[[ Given records open ]]

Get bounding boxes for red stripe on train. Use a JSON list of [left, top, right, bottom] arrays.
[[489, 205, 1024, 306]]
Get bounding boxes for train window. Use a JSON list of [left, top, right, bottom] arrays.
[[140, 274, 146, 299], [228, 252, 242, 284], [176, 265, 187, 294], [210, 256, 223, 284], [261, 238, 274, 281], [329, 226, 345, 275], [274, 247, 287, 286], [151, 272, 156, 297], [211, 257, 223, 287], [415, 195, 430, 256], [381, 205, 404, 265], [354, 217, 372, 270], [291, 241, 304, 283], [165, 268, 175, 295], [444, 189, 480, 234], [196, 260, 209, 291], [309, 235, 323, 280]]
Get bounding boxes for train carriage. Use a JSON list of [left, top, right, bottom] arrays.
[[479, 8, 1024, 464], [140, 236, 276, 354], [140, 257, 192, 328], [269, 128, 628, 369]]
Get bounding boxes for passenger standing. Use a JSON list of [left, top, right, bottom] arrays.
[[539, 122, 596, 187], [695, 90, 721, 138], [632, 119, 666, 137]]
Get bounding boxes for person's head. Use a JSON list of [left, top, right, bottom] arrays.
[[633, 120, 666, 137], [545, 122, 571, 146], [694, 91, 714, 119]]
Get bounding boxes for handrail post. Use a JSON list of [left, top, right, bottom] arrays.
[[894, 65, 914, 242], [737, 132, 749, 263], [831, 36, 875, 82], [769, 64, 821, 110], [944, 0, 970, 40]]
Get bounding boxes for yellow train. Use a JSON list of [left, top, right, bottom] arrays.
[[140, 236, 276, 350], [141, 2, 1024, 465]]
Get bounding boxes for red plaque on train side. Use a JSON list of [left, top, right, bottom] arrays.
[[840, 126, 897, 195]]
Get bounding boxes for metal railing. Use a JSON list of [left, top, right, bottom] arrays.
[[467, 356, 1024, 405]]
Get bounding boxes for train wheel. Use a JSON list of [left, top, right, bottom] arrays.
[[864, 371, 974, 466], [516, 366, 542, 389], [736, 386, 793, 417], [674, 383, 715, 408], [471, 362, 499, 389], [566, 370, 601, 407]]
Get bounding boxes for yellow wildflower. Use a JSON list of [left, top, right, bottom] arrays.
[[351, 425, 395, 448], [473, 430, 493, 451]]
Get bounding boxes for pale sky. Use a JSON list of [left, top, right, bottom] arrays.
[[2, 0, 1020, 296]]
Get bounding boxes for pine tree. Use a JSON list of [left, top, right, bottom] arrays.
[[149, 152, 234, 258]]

[[ Given records closed ]]

Instructions for the task:
Only the lines from the one with "Get bounding boxes for yellow train." through the last line of the material above are to be duplicated, exactly and with both ends kept.

Response to the exercise:
Get bounding boxes for yellow train. Use a JSON list of [left, top, right, bottom] arrays.
[[140, 236, 276, 350], [141, 2, 1024, 465]]
Get bounding boxes for red plaque on train side. Use a JSON list of [left, top, right, bottom] arrays.
[[840, 126, 897, 195]]
Get bounding boxes for metal railing. Use a JSON list of [left, top, right, bottom] arrays.
[[467, 356, 1024, 405]]
Get bounding boxes for train wheel. Use a JSON list of [left, top, right, bottom] arrays.
[[864, 371, 974, 466], [516, 366, 542, 389], [736, 386, 793, 417], [674, 383, 715, 408], [471, 362, 499, 389], [566, 370, 601, 407]]
Get bounding boxes for yellow wildflower. Use a JSON list of [left, top, right, bottom] arrays.
[[351, 425, 395, 448], [473, 430, 493, 451]]
Get bounding boxes for pale sky. Use a JSON list of [left, top, right, bottom] arrays.
[[2, 0, 1020, 296]]
Get bounding boxes for pine tree. Use a JSON list of [left, top, right, bottom] arrays.
[[149, 152, 234, 258]]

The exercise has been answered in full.